- [WORK REQUIRED]: Of the entries below, restate word for word only the section that runs from the line with "find the gray suit jacket" to the line with "find the elderly man", counting both ends.
(DATA SHOWN Opens)
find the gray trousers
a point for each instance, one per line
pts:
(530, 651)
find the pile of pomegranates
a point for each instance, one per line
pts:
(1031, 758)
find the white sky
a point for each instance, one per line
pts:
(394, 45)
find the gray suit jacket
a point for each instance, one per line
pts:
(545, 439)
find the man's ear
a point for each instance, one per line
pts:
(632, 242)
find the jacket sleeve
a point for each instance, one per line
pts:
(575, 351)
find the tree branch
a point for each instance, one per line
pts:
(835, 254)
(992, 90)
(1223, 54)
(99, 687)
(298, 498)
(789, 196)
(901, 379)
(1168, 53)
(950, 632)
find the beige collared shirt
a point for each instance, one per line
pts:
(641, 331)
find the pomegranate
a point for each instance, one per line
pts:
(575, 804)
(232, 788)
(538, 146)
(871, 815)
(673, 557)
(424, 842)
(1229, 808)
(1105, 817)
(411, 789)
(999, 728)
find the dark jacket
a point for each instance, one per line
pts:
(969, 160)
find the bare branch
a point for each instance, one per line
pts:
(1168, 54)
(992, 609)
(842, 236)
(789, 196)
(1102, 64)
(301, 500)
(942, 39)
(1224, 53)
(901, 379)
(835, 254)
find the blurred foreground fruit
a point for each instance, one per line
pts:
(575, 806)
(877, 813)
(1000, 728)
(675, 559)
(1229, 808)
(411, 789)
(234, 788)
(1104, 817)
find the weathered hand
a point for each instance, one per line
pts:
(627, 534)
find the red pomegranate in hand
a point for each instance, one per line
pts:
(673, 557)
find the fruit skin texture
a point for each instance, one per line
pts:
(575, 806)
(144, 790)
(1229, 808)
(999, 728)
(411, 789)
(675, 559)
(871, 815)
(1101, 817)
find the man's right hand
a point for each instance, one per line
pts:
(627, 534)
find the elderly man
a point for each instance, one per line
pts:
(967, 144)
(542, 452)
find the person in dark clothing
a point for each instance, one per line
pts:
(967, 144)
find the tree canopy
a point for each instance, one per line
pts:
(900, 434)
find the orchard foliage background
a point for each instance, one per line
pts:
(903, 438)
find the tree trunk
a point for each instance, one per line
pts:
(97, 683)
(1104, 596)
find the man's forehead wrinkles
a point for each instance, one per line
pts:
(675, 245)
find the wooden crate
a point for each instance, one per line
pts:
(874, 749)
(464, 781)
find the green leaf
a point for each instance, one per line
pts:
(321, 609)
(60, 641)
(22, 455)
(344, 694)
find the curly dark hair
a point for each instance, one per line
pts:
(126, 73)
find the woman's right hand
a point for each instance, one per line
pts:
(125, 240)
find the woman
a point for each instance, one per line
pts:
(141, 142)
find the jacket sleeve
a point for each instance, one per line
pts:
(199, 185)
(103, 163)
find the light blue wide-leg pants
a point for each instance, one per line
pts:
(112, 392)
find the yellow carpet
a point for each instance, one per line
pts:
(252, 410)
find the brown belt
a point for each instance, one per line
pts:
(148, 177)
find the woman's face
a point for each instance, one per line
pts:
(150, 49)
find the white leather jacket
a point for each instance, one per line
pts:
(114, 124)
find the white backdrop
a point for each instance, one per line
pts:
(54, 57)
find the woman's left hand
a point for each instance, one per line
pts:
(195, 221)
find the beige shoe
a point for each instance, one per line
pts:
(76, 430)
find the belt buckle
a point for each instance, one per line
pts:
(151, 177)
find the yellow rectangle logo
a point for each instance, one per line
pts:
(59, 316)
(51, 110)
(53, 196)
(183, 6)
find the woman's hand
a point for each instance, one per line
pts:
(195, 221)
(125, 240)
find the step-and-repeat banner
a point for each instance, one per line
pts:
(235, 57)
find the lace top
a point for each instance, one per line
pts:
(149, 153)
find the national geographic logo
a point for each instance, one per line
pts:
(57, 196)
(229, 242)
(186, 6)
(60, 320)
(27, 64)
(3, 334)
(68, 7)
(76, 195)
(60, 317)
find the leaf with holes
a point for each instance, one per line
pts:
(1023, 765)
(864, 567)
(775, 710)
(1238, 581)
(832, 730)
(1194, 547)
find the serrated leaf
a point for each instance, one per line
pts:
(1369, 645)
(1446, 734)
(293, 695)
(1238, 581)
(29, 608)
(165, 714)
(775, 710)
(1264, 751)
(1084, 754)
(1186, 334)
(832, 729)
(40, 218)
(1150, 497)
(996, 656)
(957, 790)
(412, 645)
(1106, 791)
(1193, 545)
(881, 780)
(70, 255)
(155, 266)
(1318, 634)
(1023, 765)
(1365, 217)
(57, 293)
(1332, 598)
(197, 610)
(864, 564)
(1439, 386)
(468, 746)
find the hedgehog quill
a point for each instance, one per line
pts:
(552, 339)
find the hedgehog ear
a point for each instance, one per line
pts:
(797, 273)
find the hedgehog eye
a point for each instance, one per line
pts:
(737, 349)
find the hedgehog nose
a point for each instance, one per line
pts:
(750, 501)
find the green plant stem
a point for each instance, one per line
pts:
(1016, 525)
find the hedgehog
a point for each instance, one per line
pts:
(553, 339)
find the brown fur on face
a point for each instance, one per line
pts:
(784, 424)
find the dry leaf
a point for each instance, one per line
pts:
(DATA SHOWN Closes)
- [EXPECTED ANSWER]:
find the gray suit jacket
a point for each instance, one per line
pts:
(545, 439)
find the man's ear
a point for each instance, one per line
pts:
(632, 242)
find the jacket sleeve
a point for each instance, one per line
pts:
(575, 351)
find the tree branch
a point for each instance, one per line
pts:
(835, 254)
(992, 90)
(1223, 54)
(99, 687)
(298, 498)
(789, 196)
(901, 379)
(1168, 53)
(950, 632)
find the beige collared shirt
a point for each instance, one per line
pts:
(641, 331)
find the pomegranate
a point for each instance, one per line
pts:
(575, 804)
(232, 788)
(538, 146)
(871, 815)
(673, 557)
(424, 842)
(1229, 808)
(1105, 817)
(411, 789)
(999, 728)
find the dark jacket
a point for each instance, one per line
pts:
(969, 160)
find the bare branch
a point for each instance, one per line
pts:
(1168, 54)
(992, 609)
(842, 236)
(789, 196)
(1102, 64)
(301, 500)
(942, 39)
(1224, 53)
(901, 379)
(835, 254)
find the blurred foreground fruit
a point for each instance, one per line
pts:
(575, 806)
(877, 813)
(1000, 728)
(675, 559)
(1229, 808)
(411, 789)
(234, 788)
(1104, 817)
find the weathered hand
a point for each instance, one per line
pts:
(627, 534)
find the red pomegranate in hand
a point for each instance, one per line
pts:
(673, 557)
find the fruit skin texture
a point for each instance, one per line
pts:
(575, 806)
(144, 790)
(1229, 808)
(999, 728)
(411, 789)
(675, 559)
(871, 815)
(1101, 817)
find the man's right hand
a point for each instance, one per line
pts:
(627, 534)
find the elderly man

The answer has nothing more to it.